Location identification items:
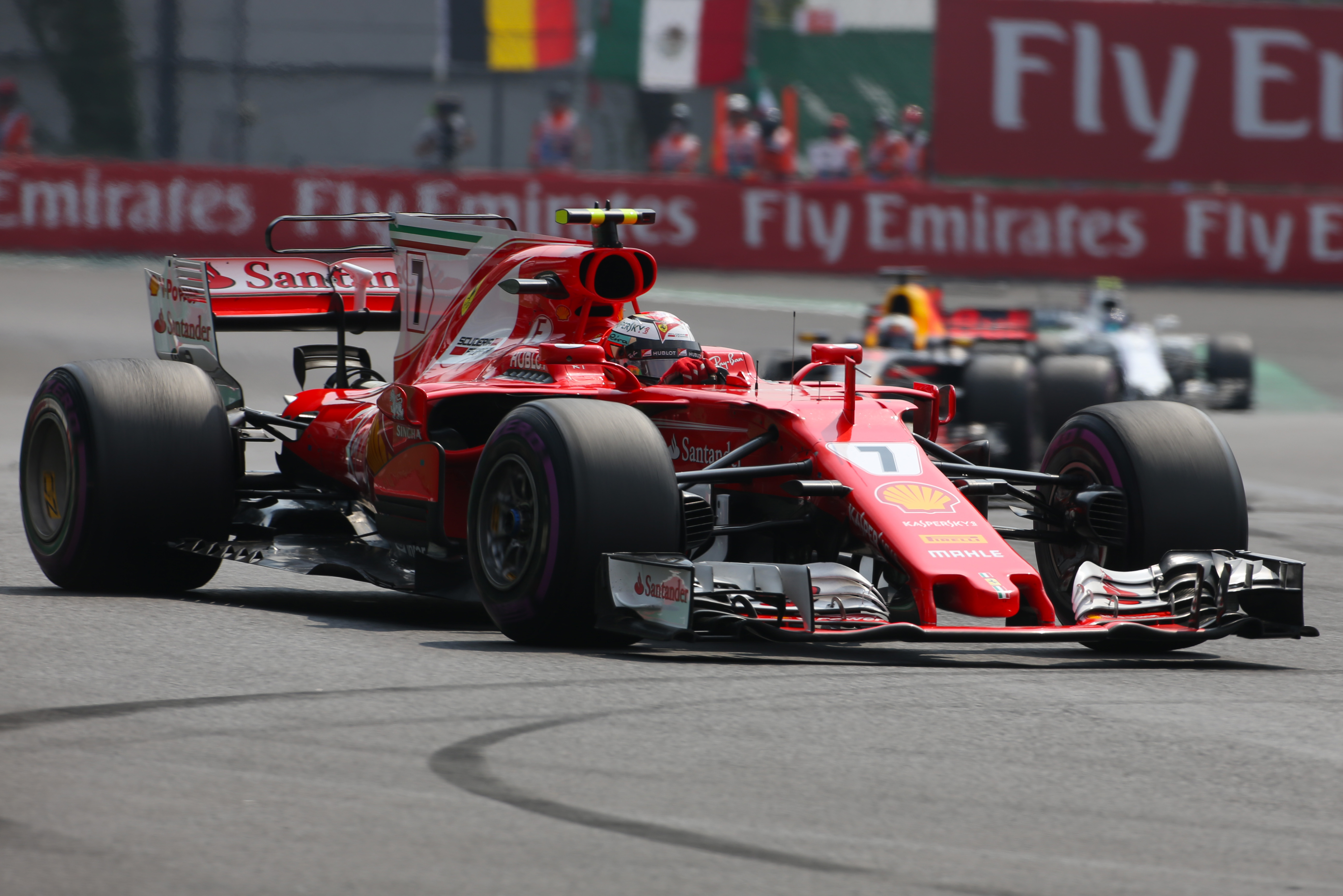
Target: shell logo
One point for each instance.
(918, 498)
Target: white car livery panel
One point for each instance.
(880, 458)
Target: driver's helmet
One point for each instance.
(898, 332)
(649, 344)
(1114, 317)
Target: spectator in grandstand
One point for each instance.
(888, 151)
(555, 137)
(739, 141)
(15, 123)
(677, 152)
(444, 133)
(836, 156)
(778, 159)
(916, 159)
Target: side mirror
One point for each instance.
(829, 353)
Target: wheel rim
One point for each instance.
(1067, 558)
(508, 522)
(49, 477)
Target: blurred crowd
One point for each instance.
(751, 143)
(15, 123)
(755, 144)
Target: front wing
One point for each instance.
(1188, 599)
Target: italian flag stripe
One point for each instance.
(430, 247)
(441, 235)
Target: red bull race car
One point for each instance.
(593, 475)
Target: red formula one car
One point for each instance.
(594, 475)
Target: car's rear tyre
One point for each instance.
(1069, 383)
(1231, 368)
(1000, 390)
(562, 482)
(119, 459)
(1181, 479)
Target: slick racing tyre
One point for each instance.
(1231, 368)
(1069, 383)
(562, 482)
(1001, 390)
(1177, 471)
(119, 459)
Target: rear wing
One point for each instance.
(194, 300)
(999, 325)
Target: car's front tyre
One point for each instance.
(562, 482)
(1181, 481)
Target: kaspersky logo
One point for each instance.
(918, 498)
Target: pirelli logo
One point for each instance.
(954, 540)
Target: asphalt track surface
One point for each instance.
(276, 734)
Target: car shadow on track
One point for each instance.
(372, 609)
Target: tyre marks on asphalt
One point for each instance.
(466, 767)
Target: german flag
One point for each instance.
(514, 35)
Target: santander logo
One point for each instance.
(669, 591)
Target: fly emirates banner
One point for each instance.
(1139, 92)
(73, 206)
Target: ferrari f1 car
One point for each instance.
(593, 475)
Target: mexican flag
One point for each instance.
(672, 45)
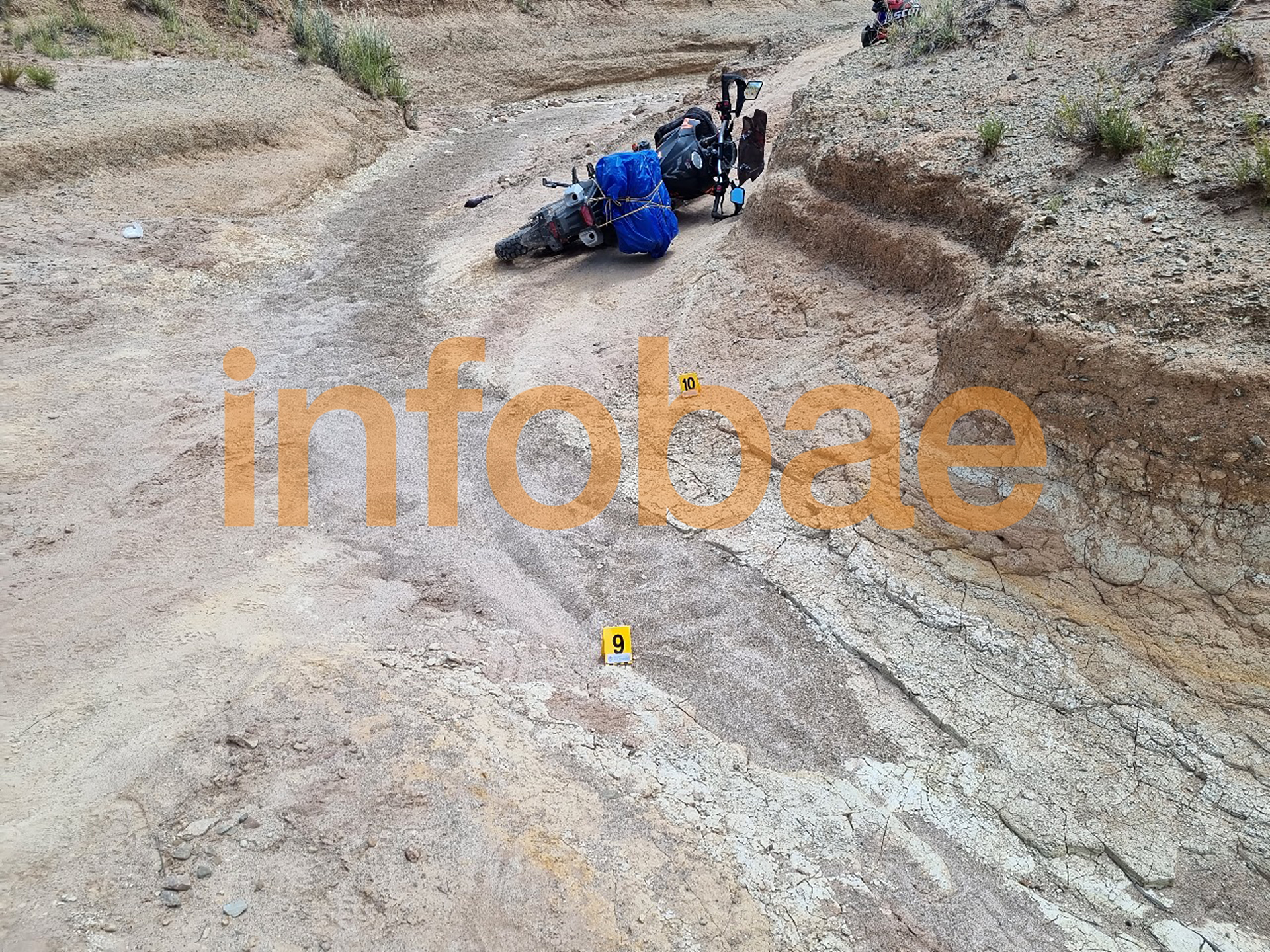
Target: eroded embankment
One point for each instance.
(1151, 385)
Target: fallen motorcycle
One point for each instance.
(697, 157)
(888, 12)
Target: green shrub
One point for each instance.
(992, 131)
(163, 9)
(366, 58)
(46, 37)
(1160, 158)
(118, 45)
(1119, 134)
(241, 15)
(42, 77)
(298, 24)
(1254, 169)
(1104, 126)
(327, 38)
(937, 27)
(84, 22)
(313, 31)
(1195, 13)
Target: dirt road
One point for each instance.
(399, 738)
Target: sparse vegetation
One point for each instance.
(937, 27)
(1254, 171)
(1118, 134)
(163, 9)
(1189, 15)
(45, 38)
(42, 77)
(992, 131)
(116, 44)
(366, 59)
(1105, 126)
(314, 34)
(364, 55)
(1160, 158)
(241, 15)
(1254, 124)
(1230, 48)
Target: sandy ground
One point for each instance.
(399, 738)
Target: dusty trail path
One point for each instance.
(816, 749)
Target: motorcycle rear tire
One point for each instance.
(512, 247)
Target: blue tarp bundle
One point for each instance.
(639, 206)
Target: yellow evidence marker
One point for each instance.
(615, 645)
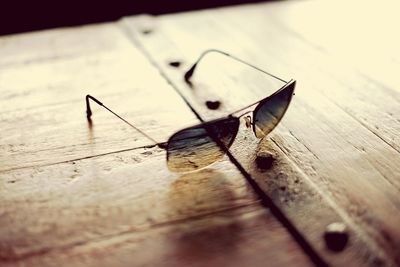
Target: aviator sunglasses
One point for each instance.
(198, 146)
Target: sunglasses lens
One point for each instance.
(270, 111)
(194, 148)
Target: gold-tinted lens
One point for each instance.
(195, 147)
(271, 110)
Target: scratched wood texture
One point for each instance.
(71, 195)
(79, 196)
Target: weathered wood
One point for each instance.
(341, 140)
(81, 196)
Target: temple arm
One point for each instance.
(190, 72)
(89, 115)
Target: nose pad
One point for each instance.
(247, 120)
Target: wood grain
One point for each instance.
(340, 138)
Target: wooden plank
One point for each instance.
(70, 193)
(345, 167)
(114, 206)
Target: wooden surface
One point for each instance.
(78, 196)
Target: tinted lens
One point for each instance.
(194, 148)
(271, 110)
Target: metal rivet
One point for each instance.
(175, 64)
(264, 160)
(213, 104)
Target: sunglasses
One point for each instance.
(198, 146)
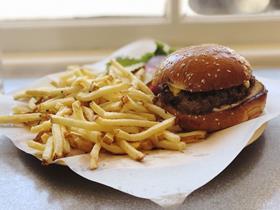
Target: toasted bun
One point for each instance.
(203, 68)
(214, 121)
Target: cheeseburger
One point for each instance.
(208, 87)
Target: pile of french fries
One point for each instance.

**DIRECTIONS**
Please output the items word for word, beginning at the line that contains "Target: nose pad" and continuing through the last of the items. Leave the pictures out of your answer.

**TASK RESULT**
Target: nose pad
One point for each instance.
(247, 120)
Target: wood grain
One point for each instance.
(340, 138)
Target: wooden plank
One point for each instance.
(70, 193)
(345, 167)
(114, 206)
Target: wooden surface
One point for each instance.
(78, 196)
Target: tinted lens
One point for each instance.
(194, 148)
(271, 110)
Target: metal rivet
One point for each instance.
(175, 64)
(264, 160)
(213, 104)
Target: sunglasses
One point for each instance.
(198, 146)
Target: toasted bun
One point for each instance.
(203, 68)
(214, 121)
Target: cheeseburger
One point for each instance.
(208, 87)
Target: pile of french fries
One point for each instance.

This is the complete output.